Why code snippet 2 doesn't behave like snippet 1?
//Code snippet 1
char pstr[] = "helloworld";
char *p = pstr;
p[2] = 'd';
//Code snippet 2
char *p = "helloworld";
p[2] = 'd'; //error: access violation
P.S Forgive my ignorance.
Solution
"helloworld" is an array of const char. There's a hole in the type system which allows you to point to it with a char*, because a lot of code exists which uses a char * to point to readonly data and this is safe.
But const_cast rules apply, you can't actually write to the const data even if you make a non-const pointer to it.
OTHER TIPS
The first snippet creates an array of char and initializes its contents to "helloworld". Then you change its third element.
The second one simply creates a pointer to char that points to a string literal. Then you attempt to change the third character of that literal. String literals are not writable in code produced by many modern compilers.
EDIT:
GCC used to have an -fwritable-strings option that enabled string literals to be writable, since there is legacy code around that depends on this behaviour. That option was removed in the GCC 4.0 release series.
It would help if you could tell us in what way they're behaving differently.
But as a guess, I think your problem is that the second form has 'p' pointing to a string in read-only memory. Attempts to write through the pointer 'p' would result in a program failure.

> _Required task 1_: Return each line of the entries that contains the string "below", matching case exactly.
The entries have no connection to the string literal thread.

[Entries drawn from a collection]
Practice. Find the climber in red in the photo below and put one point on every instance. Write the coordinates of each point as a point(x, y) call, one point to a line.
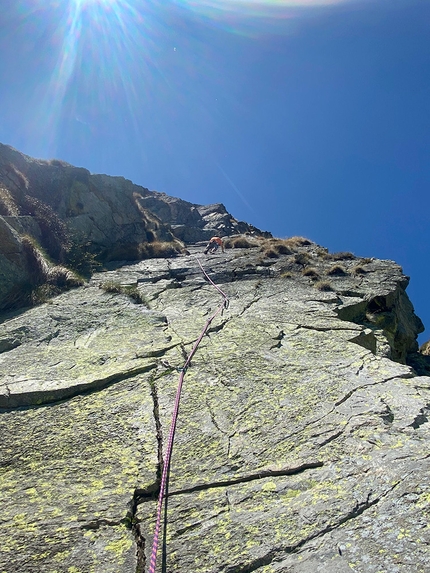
point(213, 245)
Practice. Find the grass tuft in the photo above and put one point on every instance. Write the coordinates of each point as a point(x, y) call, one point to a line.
point(323, 286)
point(337, 270)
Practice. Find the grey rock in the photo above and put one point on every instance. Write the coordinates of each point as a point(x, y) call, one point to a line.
point(302, 440)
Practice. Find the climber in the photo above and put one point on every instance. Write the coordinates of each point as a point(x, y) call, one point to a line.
point(213, 245)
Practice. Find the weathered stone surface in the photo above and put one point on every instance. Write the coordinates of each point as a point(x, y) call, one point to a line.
point(66, 209)
point(301, 446)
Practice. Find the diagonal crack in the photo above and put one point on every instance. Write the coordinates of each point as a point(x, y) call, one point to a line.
point(273, 554)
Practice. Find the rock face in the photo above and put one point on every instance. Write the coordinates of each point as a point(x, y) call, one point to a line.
point(54, 202)
point(302, 441)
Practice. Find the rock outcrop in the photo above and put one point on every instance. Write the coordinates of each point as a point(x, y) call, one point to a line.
point(62, 207)
point(302, 441)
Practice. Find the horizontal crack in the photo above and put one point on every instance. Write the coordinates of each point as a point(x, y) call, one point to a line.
point(252, 477)
point(54, 395)
point(357, 510)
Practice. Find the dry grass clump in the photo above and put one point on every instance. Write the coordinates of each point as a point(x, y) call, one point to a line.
point(272, 248)
point(58, 163)
point(340, 256)
point(310, 272)
point(44, 281)
point(8, 207)
point(137, 252)
point(238, 243)
point(294, 242)
point(301, 259)
point(337, 270)
point(358, 270)
point(159, 249)
point(128, 290)
point(270, 253)
point(323, 286)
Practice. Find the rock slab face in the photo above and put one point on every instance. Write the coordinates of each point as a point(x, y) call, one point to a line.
point(302, 440)
point(54, 202)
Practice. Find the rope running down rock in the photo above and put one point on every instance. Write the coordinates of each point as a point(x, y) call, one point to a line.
point(163, 485)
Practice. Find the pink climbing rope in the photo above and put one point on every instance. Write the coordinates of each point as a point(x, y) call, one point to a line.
point(224, 304)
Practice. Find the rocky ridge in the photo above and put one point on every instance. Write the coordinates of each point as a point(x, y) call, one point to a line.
point(302, 442)
point(56, 218)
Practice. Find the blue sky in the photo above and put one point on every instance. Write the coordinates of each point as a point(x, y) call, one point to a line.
point(304, 118)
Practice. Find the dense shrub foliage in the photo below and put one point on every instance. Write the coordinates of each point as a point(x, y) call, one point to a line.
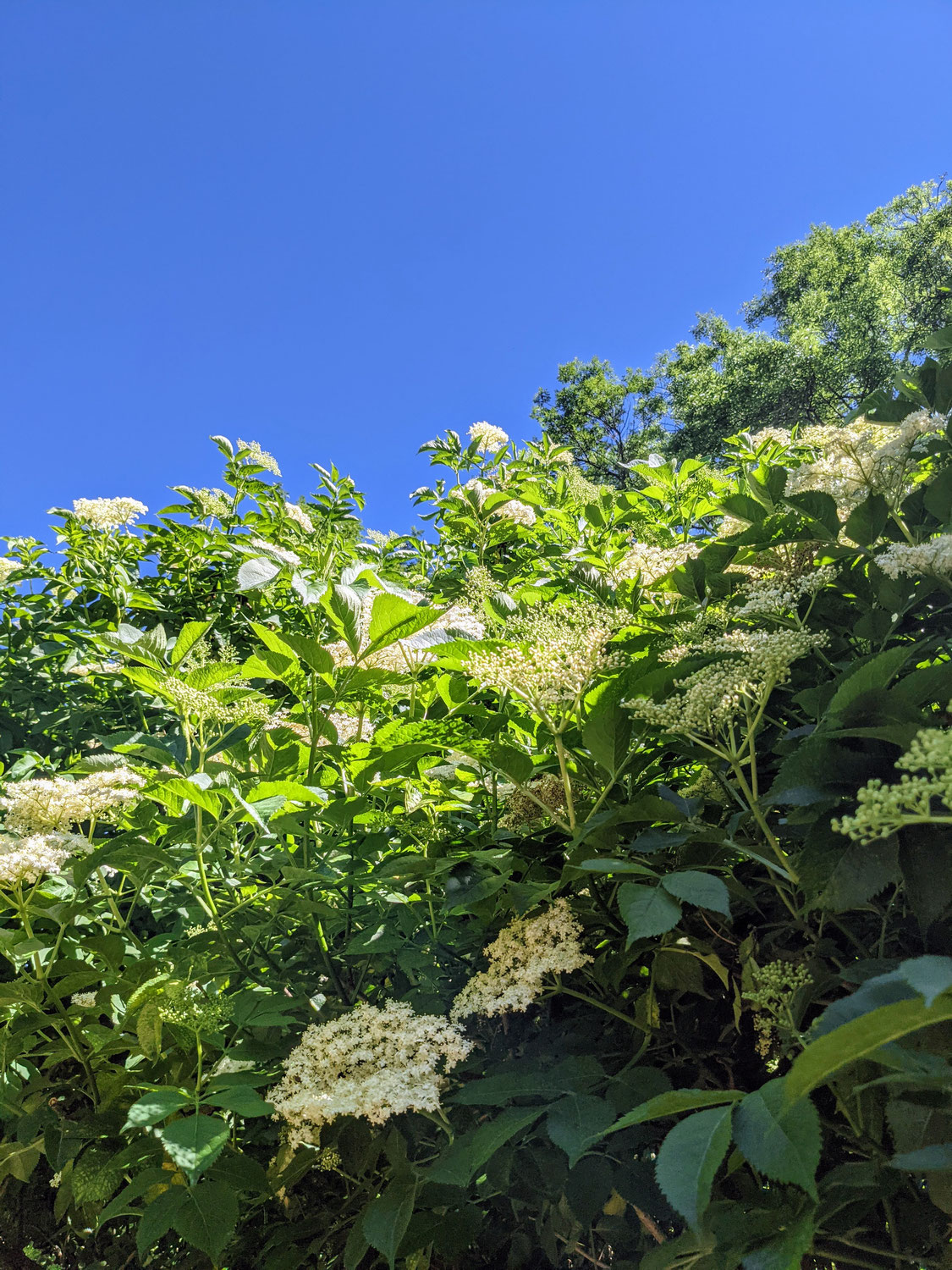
point(566, 886)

> _Required task 2_: According to the string literal thread, which GCC release series removed the -fwritable-strings option?

> _Written answer 1_:
Practice. Find the climber in red in the photo below and put one point on every instance. Write the coordinates of each point as a point(x, y) call, one point to a line.
Practice. Find the dense shrub foliage in the photo below and put one point on every instance. Write the coordinates of each point as a point(x, y) call, one point to a line.

> _Written answer 2_: The GCC 4.0 release series.